- _Task requirements_: Rescale the records below. Reproduce every line, the requests included, and multiply each coordinate in the answers by 1.85, rounding to the nearest whole number with halves rounded up.

- _Record excerpts_:
* Start *

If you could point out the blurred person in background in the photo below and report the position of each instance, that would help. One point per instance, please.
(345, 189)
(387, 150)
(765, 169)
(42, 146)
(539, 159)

* End *

- _Exercise answer_:
If you could point out the blurred person in background in the photo below and report the position of each instance, that would help. One point per instance, please.
(638, 350)
(716, 278)
(1415, 313)
(78, 270)
(997, 294)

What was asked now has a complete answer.